Glaskowsky takes a critical look at Apple's MacBook Air, announced this week at MacWorld Expo.

Peter Glaskowsky
Peter N. Glaskowsky is a computer architect in Silicon Valley and a technology analyst for the Envisioneering Group. He has designed chip- and board-level products in the defense and computer industries, managed design teams, and served as editor in chief of the industry newsletter "Microprocessor Report." He is a member of the CNET Blog Network and is not an employee of CNET. Disclosure.
Peter Glaskowsky
5 min read

As usual, there were many specific rumors about what Steve Jobs would be announcing at MacWorld Expo this week. Several were reasonably credible, but Apple runs a tight ship; there's really no way to be sure what will come out at any given show.

MacBook Air
The MacBook Air is remarkably thin and stylish, but it isn't for everyone. Courtesy of Apple

At the beginning of the year, based on the better rumors and some discounting of existing Mac products, I was pretty sure we'd see four things: new Mac Pro workstations, a refresh of the MacBook Pro line with Blu-ray optical drives and Intel 45nm processors, minor improvements for the iPhone, and a new subnotebook.

****************************************

▸ Aim of the task:
Reproduce the part of the MacBook Air text starting with "Glaskowsky takes a" and going on through "any given show.". Work only from the MacBook Air text.

▸ Items:
****************************************

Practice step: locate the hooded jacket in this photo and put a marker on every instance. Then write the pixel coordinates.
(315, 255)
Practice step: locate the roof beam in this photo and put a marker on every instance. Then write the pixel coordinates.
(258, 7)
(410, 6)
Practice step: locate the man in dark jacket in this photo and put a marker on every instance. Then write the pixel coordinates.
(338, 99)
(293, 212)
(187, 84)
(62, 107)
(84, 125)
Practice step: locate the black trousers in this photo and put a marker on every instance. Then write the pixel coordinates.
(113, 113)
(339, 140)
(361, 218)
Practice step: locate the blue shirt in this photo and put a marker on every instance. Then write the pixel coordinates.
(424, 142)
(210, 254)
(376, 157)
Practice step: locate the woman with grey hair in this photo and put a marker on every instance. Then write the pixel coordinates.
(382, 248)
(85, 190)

****************************************

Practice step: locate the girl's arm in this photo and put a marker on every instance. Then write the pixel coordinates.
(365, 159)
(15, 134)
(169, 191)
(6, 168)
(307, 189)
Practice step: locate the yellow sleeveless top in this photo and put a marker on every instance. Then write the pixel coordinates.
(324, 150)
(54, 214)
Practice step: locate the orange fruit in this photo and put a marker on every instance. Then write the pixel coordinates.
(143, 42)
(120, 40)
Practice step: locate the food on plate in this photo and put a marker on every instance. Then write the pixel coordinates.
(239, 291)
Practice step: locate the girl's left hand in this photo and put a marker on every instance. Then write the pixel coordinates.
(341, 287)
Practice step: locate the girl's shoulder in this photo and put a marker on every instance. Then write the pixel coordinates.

****************************************

▸ Written solution:
Glaskowsky takes a critical look at Apple's MacBook Air, announced this week at MacWorld Expo.

Peter Glaskowsky
Peter N. Glaskowsky is a computer architect in Silicon Valley and a technology analyst for the Envisioneering Group. He has designed chip- and board-level products in the defense and computer industries, managed design teams, and served as editor in chief of the industry newsletter "Microprocessor Report." He is a member of the CNET Blog Network and is not an employee of CNET. Disclosure.
Peter Glaskowsky
5 min read

As usual, there were many specific rumors about what Steve Jobs would be announcing at MacWorld Expo this week. Several were reasonably credible, but Apple runs a tight ship; there's really no way to be sure what will come out at any given show.